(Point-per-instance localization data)
Content starts

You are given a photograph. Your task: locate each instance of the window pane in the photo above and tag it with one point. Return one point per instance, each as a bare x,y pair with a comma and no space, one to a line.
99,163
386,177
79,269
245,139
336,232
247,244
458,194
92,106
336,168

Content ends

#### [Work instructions]
Repeat the data verbatim, line after line, leaving nothing out.

#### [Result below]
You are given a photograph. Your task: locate each instance of the window pane in the photo above and tag it with one point. Return one point per instance, each as a bare x,y pair with a comma and no space, one to a line.
99,163
386,177
79,269
245,139
336,232
247,244
458,194
92,106
336,168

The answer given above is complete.